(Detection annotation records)
•••

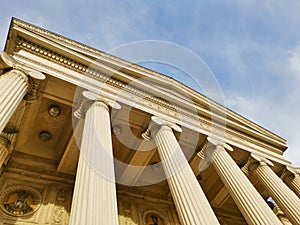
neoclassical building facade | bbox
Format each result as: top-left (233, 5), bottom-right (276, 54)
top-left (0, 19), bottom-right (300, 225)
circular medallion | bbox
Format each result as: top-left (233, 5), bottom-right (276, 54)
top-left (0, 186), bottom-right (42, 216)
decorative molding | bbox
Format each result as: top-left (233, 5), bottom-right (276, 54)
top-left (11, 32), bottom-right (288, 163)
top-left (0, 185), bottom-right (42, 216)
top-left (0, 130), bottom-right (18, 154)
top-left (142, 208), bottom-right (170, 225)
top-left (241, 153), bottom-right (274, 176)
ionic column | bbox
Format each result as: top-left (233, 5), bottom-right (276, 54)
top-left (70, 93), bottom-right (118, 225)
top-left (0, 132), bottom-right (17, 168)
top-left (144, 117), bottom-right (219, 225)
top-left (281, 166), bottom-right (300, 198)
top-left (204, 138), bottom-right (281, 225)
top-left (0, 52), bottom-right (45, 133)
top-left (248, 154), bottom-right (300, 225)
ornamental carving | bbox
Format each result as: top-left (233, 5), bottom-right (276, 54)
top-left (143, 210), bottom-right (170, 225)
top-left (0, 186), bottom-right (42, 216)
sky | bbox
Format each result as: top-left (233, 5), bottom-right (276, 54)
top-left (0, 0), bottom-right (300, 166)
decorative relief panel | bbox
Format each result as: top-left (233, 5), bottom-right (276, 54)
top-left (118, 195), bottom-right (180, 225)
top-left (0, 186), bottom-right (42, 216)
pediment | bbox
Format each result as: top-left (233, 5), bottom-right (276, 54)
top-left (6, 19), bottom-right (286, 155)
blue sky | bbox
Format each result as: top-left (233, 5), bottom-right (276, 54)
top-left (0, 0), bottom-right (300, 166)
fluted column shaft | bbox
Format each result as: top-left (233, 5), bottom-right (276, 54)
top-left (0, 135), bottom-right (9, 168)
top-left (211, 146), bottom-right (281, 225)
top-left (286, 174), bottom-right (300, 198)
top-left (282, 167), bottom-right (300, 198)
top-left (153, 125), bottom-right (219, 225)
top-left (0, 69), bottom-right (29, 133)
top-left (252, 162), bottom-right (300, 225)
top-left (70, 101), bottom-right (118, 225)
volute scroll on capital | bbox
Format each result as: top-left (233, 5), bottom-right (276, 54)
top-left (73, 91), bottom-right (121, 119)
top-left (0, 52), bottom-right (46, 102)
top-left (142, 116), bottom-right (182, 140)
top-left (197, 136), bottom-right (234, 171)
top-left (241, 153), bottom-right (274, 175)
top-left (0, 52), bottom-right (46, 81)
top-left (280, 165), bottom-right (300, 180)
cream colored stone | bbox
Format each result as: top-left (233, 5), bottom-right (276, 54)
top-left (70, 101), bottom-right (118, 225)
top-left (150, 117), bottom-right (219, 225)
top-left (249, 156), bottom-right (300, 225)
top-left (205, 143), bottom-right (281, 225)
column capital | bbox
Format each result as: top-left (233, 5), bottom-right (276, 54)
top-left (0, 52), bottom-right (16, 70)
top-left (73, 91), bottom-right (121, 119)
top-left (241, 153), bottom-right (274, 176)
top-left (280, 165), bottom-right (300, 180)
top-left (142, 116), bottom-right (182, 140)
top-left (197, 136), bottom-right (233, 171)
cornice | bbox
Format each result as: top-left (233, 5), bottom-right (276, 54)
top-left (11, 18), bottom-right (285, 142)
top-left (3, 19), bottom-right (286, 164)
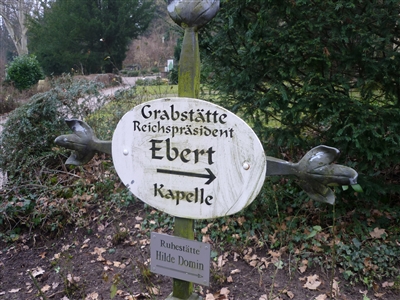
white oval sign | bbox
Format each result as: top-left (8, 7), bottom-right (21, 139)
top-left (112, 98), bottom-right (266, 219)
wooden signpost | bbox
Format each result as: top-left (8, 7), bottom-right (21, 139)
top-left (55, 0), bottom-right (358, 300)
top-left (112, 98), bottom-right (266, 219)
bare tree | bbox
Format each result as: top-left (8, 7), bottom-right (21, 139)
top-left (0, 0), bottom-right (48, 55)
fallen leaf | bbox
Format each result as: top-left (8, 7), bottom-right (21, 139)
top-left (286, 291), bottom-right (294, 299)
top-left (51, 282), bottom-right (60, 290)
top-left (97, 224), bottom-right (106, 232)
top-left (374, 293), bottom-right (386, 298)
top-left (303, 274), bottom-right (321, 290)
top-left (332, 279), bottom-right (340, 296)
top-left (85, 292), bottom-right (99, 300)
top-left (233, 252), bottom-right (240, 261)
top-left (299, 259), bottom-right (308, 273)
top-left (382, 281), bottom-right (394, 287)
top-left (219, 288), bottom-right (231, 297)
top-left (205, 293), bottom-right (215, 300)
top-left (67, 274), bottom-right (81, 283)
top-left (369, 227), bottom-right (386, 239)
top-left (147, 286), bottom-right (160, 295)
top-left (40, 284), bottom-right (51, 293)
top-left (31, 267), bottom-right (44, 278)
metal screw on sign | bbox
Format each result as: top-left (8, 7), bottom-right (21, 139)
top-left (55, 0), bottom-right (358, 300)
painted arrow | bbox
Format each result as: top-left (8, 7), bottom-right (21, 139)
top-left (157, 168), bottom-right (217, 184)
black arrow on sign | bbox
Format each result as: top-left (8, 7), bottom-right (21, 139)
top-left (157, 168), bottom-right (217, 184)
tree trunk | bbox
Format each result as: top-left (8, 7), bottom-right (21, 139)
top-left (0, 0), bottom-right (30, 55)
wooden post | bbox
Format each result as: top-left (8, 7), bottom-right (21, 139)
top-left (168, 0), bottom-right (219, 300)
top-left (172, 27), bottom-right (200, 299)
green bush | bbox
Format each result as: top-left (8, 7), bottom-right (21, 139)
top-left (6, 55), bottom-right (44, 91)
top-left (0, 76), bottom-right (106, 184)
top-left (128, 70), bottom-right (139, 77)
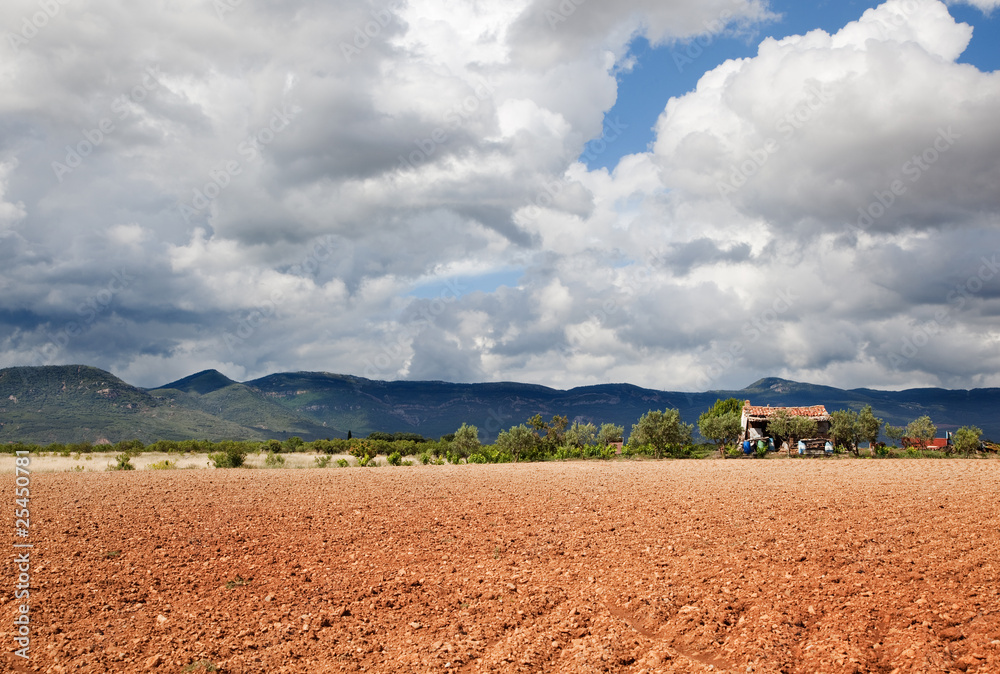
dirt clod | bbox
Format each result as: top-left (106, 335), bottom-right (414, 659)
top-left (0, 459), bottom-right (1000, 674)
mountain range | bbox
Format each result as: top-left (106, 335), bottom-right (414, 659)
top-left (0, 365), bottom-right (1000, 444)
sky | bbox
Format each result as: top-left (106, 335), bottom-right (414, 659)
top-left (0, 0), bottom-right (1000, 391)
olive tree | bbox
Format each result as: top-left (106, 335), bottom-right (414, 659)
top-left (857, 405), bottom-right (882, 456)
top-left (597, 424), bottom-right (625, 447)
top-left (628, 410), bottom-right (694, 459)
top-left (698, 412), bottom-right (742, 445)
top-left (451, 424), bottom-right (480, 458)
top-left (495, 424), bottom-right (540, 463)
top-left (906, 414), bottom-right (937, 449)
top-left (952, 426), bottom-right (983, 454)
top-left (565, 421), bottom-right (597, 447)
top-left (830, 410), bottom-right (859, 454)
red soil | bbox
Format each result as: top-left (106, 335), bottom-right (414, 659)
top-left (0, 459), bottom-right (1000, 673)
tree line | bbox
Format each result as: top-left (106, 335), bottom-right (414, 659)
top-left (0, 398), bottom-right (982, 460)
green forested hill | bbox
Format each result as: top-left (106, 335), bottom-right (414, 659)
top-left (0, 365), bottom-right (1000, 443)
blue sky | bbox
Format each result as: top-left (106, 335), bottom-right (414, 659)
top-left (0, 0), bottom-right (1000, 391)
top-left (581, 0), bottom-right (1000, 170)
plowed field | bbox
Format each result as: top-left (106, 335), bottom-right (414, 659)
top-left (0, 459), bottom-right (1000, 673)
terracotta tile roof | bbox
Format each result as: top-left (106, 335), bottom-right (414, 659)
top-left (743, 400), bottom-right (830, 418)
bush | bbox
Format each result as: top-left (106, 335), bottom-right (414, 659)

•••

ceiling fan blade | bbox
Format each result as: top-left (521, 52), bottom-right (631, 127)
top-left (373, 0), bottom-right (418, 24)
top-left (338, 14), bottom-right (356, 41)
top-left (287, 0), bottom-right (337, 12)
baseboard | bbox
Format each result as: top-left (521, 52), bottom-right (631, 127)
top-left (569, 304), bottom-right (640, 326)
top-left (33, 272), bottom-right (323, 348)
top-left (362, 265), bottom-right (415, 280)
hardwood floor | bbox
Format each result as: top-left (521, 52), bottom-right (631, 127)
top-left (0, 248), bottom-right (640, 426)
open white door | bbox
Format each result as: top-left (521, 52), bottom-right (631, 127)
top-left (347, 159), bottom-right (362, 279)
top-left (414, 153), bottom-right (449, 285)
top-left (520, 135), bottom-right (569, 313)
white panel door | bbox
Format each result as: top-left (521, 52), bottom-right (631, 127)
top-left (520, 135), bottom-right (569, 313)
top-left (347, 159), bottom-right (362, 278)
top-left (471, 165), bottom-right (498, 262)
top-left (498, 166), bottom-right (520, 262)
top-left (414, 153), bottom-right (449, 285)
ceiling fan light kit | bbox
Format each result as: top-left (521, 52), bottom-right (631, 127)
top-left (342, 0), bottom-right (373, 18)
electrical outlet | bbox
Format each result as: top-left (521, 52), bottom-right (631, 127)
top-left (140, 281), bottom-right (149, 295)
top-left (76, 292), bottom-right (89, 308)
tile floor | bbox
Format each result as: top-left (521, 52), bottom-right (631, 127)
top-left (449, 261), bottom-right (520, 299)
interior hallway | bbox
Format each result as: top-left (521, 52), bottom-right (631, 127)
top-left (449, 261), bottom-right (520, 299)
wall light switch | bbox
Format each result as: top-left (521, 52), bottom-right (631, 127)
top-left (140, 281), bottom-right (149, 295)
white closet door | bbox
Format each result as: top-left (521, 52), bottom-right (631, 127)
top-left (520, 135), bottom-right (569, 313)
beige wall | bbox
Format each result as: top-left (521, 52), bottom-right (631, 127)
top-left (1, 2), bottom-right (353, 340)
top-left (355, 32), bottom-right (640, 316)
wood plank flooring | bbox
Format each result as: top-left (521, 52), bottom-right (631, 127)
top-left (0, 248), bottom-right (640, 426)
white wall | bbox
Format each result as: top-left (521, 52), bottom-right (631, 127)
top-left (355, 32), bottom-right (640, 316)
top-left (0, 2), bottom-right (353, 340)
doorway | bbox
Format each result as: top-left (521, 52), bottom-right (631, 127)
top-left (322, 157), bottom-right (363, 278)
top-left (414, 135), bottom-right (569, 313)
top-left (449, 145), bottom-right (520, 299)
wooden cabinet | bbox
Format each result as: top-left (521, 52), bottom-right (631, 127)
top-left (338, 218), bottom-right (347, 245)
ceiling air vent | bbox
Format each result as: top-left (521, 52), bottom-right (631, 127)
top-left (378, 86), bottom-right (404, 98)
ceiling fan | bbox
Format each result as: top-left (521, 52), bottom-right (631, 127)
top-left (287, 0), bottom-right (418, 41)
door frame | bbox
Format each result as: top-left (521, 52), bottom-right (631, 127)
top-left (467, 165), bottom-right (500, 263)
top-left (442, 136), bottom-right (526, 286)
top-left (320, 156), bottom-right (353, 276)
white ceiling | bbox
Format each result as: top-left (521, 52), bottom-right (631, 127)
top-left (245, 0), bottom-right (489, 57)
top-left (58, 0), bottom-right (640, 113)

•••

● Instructions to follow:
Reproduce the records starting with the line that contains "interior hallway | bbox" and going on through the line that contains "top-left (0, 2), bottom-right (353, 340)", requests included, shifting every bounding-box coordinate in the answers up by 16. Leave the coordinates in the format samples as they are.

● Solved exercise:
interior hallway | bbox
Format each result as: top-left (521, 52), bottom-right (631, 127)
top-left (465, 277), bottom-right (536, 315)
wall light switch | bbox
Format each result as: top-left (521, 52), bottom-right (631, 127)
top-left (156, 297), bottom-right (165, 311)
white closet door | bbox
Format each result as: top-left (521, 52), bottom-right (631, 127)
top-left (536, 151), bottom-right (585, 329)
beige wall | bbox
Format each result as: top-left (521, 52), bottom-right (631, 127)
top-left (17, 18), bottom-right (369, 356)
top-left (371, 48), bottom-right (656, 332)
wood plank flooring | bbox
Format each result as: top-left (521, 52), bottom-right (631, 127)
top-left (16, 264), bottom-right (656, 442)
white wall | bbox
Format each result as: top-left (521, 52), bottom-right (631, 127)
top-left (371, 48), bottom-right (656, 332)
top-left (16, 18), bottom-right (369, 356)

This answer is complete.